Text section:
☆ ☆ ☆ ☆

I suspect that, most of the time, however, users will not want to convert sets to sequences, but always use sequences, and use set in ghost contexts.

Well now that it's public (🎉!), allow me to point to the natively-implemented ComputeSetToOrderedSequence method that the ESDK uses in several places to deterministically serialize the keys of a map!

MikaelMayer · 2022-05-16T14:47:11Z

0005-ordered-quantification.md

+collect(*) x: T | P(x) :: Q(x)          == (product)
+collect(<) x: T | P(x) :: Q(x)          == (minimum)
+collect(Averager) x: T | P(x) :: Q(x)   == (average)
+collect(First(n)) x: T | P(x) :: Q(x)   == Take(seq x: T | P(x) :: Q(x), n)


Wow this blows my mind I love it !

atomb · 2022-05-23T23:35:24Z

0005-ordered-quantification.md

+1. `x [: T]`
+
+    In the existing syntax for quantifier variables (where the type `T` may be explicitly provided or omitted and inferred),
+    the bindings will be ordered according to the *natural ordering* of the type `T`. Not all Dafny types will


My immediate reaction to the difference between in and <- is to think of in as more "mathematical" and <- as more "implementation-focused" (given how those symbols have been used in other contexts before). Because of that, it seems more natural to me to have <- impose more ordering, and in impose less. What if in produced elements in a non-deterministic order, with no duplicates, and <- always used a collection-defined ordering with the potential for duplicates? That would eliminate the need for "natural ordering" altogether.

Have a look at the latest commit, I went with almost exactly that option. :)

atomb · 2022-05-23T23:56:57Z

0005-ordered-quantification.md

+
+This mirrors the `Collector` concept from the Java streaming APIs, and ideally the shape of the
+parameter to `collect` expressions would define similar operations for merging intermediate results
+to leave the door open for parallel or even distributed computation.


Would collect require a "zero" or "identity" element? Most such formalisms do, I think (such as Monoid in Haskell). In Dafny, we could avoid it by requiring T to be non-empty, though.

I had that thought too. Formalizing the parameter to collect definitely needs a lot more thought and I didn't attempt to make this too concrete yet - it might work better to parameterize with a type parameter that implements a particular "type characteristic".

robin-aws · 2022-05-25T05:49:25Z

The main reason I want to allow omitting <- clauses is to at least support ordered quantification over integers, so that you can say seq i | 0 <= i < 10 :: ..., without having to explicitly actually create the [0, 1, ..., 10] value, which will be a performance hit at runtime unless we're far more clever than I'd like :)

I don't think we would have to be very clever. If we had syntax for that sequence (say 1..10, then we could recognize it easily at compile time).

This is a fair point (and I'd considered the option of some kind of interval sequence syntax in earlier versions too). I decided I'm fine with replacing sequence constructions being out of scope for now, and requiring <- in ordered quantification.

Would you be comfortable with the incremental implementation plan I'm proposing, where the first few iterations would not support plain quantifier variables without <- clauses anyway?

☆ ☆ ☆ ☆

Excerpted records:
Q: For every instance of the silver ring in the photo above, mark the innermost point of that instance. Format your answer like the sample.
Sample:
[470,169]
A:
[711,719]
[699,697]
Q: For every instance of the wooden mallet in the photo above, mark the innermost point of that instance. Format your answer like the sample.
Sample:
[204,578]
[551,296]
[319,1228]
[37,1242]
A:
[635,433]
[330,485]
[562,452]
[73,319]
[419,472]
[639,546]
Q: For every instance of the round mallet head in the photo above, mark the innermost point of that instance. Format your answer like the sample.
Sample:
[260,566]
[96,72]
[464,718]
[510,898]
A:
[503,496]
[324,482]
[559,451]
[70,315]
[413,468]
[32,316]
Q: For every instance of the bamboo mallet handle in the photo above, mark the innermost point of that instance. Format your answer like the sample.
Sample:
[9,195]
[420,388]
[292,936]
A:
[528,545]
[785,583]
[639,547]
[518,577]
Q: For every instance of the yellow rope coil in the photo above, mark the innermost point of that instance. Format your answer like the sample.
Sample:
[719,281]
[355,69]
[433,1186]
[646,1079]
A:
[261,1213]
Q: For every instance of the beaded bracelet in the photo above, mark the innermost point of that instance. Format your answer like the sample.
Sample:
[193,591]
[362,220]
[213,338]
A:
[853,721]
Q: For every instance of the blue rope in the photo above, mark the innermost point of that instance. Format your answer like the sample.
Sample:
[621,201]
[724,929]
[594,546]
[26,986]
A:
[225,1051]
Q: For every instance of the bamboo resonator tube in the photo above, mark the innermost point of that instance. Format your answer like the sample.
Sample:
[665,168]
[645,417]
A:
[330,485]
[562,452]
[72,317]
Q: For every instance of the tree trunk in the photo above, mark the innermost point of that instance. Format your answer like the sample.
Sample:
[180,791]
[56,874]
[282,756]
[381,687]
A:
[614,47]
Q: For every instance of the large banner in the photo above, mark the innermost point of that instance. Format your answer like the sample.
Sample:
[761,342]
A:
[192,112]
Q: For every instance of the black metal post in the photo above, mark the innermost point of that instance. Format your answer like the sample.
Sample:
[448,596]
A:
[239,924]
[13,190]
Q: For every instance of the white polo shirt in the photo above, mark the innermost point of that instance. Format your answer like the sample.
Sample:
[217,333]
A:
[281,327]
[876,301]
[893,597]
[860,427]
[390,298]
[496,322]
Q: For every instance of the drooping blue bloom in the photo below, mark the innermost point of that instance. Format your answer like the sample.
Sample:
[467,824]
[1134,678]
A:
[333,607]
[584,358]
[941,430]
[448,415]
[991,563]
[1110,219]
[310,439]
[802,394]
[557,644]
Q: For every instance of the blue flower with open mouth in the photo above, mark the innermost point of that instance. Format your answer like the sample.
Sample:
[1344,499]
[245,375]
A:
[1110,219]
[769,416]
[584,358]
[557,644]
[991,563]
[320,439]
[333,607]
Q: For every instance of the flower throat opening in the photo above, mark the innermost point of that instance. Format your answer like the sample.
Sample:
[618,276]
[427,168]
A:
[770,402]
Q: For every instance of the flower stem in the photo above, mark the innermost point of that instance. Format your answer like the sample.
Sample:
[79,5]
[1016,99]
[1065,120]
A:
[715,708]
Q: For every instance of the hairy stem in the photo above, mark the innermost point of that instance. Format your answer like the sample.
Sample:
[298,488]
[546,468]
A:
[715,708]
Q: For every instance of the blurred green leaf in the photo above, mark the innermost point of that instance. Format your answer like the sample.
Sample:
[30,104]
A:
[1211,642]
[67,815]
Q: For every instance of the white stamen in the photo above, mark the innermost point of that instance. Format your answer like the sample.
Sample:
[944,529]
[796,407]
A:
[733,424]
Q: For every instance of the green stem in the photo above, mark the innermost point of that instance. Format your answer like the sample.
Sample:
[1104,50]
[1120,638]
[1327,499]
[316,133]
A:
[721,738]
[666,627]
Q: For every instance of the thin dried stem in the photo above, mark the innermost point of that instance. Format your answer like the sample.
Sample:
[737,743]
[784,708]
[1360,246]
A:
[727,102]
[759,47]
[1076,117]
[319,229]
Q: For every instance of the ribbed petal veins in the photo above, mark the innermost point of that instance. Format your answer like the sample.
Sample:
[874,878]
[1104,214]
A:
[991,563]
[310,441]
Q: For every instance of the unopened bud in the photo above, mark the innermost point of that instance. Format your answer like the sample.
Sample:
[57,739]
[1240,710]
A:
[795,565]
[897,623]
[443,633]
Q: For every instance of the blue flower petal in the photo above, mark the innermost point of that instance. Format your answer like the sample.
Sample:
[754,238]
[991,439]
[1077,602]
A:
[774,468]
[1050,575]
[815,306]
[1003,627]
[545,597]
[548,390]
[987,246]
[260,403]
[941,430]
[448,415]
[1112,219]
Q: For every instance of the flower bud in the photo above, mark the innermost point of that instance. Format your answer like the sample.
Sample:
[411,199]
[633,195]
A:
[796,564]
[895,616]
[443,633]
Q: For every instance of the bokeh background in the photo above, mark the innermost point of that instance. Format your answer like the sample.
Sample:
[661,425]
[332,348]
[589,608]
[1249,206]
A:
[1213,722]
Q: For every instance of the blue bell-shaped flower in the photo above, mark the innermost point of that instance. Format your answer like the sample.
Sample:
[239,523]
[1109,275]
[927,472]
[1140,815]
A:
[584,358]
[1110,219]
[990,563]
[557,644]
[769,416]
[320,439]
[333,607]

☆ ☆ ☆ ☆

Problems:
1) Answer these about the ordered-quantification discussion, one line each:
(a) What does the ESDK use the ComputeSetToOrderedSequence method for?
(b) Which concept from the Java streaming APIs does the parameter to `collect` mirror?
(c) Which formalism is named as an example of one that requires a "zero" or "identity" element?
2) In the ordered-quantification discussion, list every parameter placed in parentheses after `collect` in the code lines.
3) Write the next reply in the ordered-quantification discussion, picking up after its final question.

Responses to the exercise:
1)
(a) To deterministically serialize the keys of a map.
(b) The `Collector` concept.
(c) Monoid in Haskell.

2)
*
<
Averager
First(n)

3)
But step 1 claims that there is a need for ordered quantification, and I don't understand that part.

In the latest version I've dropped the idea of a natural ordering for types, but still kept the idea of ordered quantification. Let me know if it resolves your concerns!

MikaelMayer · 2022-05-26T20:16:11Z

0005-ordered-quantification.md


-2. `x [: T] <- C` 
+Assuming that we have `posNat == iset n: nat | 0 <= n`, the set comprehension above could also then be expressed as:


Aren't subset types just iset? :-)

True! In general the quantification x: T is equivalent to x <- (iset x: T). Since Dafny supports potentially infinite collections, types and collections are very similar. But collections are strictly more expressive since we don't have a fully dependent type system; you can't express "sequences of length n" as a subset type if n is a dynamic value, but you can declare a dynamic, local iset collection for that. Part of the reason I was fine with dropping the notion of default orderings of types is that we could still support infinite ordered collections in the future, and hence achieve the same thing with x <- (collection of all T's ordered by >).

This may not be the strongest possible example to motivate quantifier variable domains, since it could be done with a subset type instead, and in fact I'd prefer that style in this case. A more complicated example where the domain depended on dynamic values and couldn't be a subset type would be better.

MikaelMayer · 2022-05-26T20:27:44Z

0005-ordered-quantification.md

@@ -360,16 +383,10 @@ assert (seq x <- b | x in a) == [3, 1];

 Since sequence comprehensions are expressions rather than statements, they carry an additional restriction
 when compiled: their ordering must be fully deterministic. If `s` is a `set<int>`, for example,
-`seq x <- s` would be rejected in compiled code, whereas `seq x | x in s` would be allowed.
+`seq x <- s` would be rejected in compiled code.


Suggested change

`seq x <- s` would be rejected in compiled code.

`seq x <- s` would be rejected in compiled code if the compiler does not have a way to enumerate `s` in a deterministic way.

?

Very good point, I had a lot more detail on this in the first RFC that is still valid. Let me pull some of it in here.

MikaelMayer · 2022-05-26T20:31:07Z

0005-ordered-quantification.md


-1. Membership: `forall x :: P(x) <==> x in S`
+1. Membership: `forall x :: x in C && P(x) ==> Q(x) in S`
 2. Cardinality: `|S| <= |C|`
 3. Ordering: `forall i, j | 0 <= i < j < |S| :: 
      exists i', j' | 0 <= i' < j' < |C| :: 


Can you strengthen this by adding

Suggested change

exists i', j' | 0 <= i' < j' < |C| ::

exists i', j' | 0 <= i' < j' < |C| && i' <= i && j' <= j ::

MikaelMayer · 2022-05-26T20:39:01Z

0005-ordered-quantification.md

 2. Cardinality: `|S| <= |C|`
 3. Ordering: `forall i, j | 0 <= i < j < |S| :: 
      exists i', j' | 0 <= i' < j' < |C| :: 
-        C[i'] == S[i] && C[j'] == S[j]`
+        Q(C[i']) == S[i] && Q(C[j']) == S[j]`


Could you have a new construct that says:

countIf(x <- C, P(x))

that is always between |0| and |C|, that increases with C,
that counts the number of P(x) that hold for all the x in C ?
That way, you wouldn't need an existential inside the forall:

Cardinality: `|S| == countIf(x <- C, Q(x))` Ordering: forall i < Q(C[i']) == S[i] forall i | 0 <= i < |S| :: var i' := countIf(x <- C[0..i], P(x)); Q(C[i']) == S[i]

Your axioms could be deduced from that.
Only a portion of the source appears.